◆ TEXTO FORNECIDO
%%
Os conhecimentos nos dão meios para viver. A sabedoria nos dá razões para viver. Quem não muda sua maneira adulta de ver e sentir e não se torna criança, jamais será sábio.
“Hoje é tudo o que temos: morangos à beira do abismo, alegria sem razões. A possibilidade da esperança”.
(Em “Sobre o otimismo e a esperança” – Concerto para corpo e alma. Página 160 – Editora Papirus – Campinas – São Paulo, 2012).
Gosto de tomates. Resolvi plantar uns tomateiros lá em Pocinhas do Rio Verde (MG). Amadureceu o primeiro tomate, todo vermelho, com exceção de um pontinho preto na casca. Nem liguei para o ponto preto. Colhi o tomate e me preparei para comê-lo. Dei a primeira dentada e cuspi. O que havia dentro dele era um verme branco, grande, enrugado, gordo por haver comido toda a polpa do tomate.
Foi essa a imagem que me veio à memória quando me preparava para falar sobre o mais terrível de todos os demônios. Ninguém suspeita. Ele vai comendo por dentro as coisas boas que crescem no nosso quintal. Eu sempre digo: demônios fazem ninhos no corpo. Cada um tem sua preferência. Neste caso a que me refiro, o demônio faz seu ninho nos olhos. E ele não gosta de coisas ruins e feias. Como o verme, ele prefere os tomates. Gosta de coisas bonitas. E o resultado é que, quando uma coisa bonita que cresce no nosso quintal (note bem: o demônio só faz sua obra no nosso quintal) é tocada pelo olho onde mora o verme ela imediatamente murcha, apodrece, cai. E aí vêm as moscas.
O demônio que se aloja nos olhos se chama inveja. Inveja vem do latim invidere que, segundo o dicionário Webster, quer dizer "olhar pelos cantos dos olhos". Inveja não olha de frente. Quem olha de frente tem prazer no que vê. Quem olha de lado olha com olho mau.
Olho mau, olho gordo: muita gente tem medo desse olhar. Não precisa. O verme da inveja nunca faz nada com os tomates da horta alheia. Ele só como os tomates da horta da gente.
Explico. Fernando Pessoa diz que a inveja "dá movimento aos olhos". Olho de inveja não olha numa direção só. Lembre-se do que eu disse: que o olho onde se aninha o verme da inveja só gosta de ver coisas bonitas. Então é assim que acontece. Eu tenho um belo tomate crescendo no meu quintal. É certo que não há vermes dentro dele. Vai dar uma deliciosa salada. Mas antes, vou mostrar o meu tomate para meu vizinho... Um pouco de exibicionismo faz bem para o ego. Mas aí eu olho para o quintal do vizinho. Ele também cultiva tomates. Vejo o tomate que cresce no tomateiro dele. Lindo! Vermelhíssimo, mais bonito que o meu. É nesta hora que o verme entra no meu olho. Meus olhos se movimentam. Voltam-se para o meu tomate que era minha alegria e orgulho. Já não é mais. Vejo-o agora mirrado, pequeno murcho. E ele corresponde: apodrece repentinamente e cai... Perdi o prazer da minha salada.
%%
◆ LISTA DE LINHAS
%%
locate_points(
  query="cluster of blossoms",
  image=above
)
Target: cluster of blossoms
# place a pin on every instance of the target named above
%%
◆ TAREFAS
A: Diga se cada afirmação concorda com o texto sobre a inveja, respondendo sim ou não e citando as palavras decisivas do texto: (i) o autor plantou tomateiros em Pocinhas do Rio Verde; (ii) o demônio que mora nos olhos gosta de coisas ruins e feias; (iii) a palavra inveja tem origem grega.
B: Por favor, copie do texto sobre a inveja o trecho entre “O demônio que” e “horta da gente.”, inclusive.
As linhas não têm relação com o texto sobre a inveja.

◆ RESPOSTAS DO EXERCÍCIO
A:
(i) Sim: “Resolvi plantar uns tomateiros lá em Pocinhas do Rio Verde (MG).”
(ii) Não: “E ele não gosta de coisas ruins e feias.”
(iii) Não: “Inveja vem do latim invidere”

B:
O demônio que se aloja nos olhos se chama inveja. Inveja vem do latim invidere que, segundo o dicionário Webster, quer dizer "olhar pelos cantos dos olhos". Inveja não olha de frente. Quem olha de frente tem prazer no que vê. Quem olha de lado olha com olho mau.
Olho mau, olho gordo: muita gente tem medo desse olhar. Não precisa. O verme da inveja nunca faz nada com os tomates da horta alheia. Ele só como os tomates da horta da gente.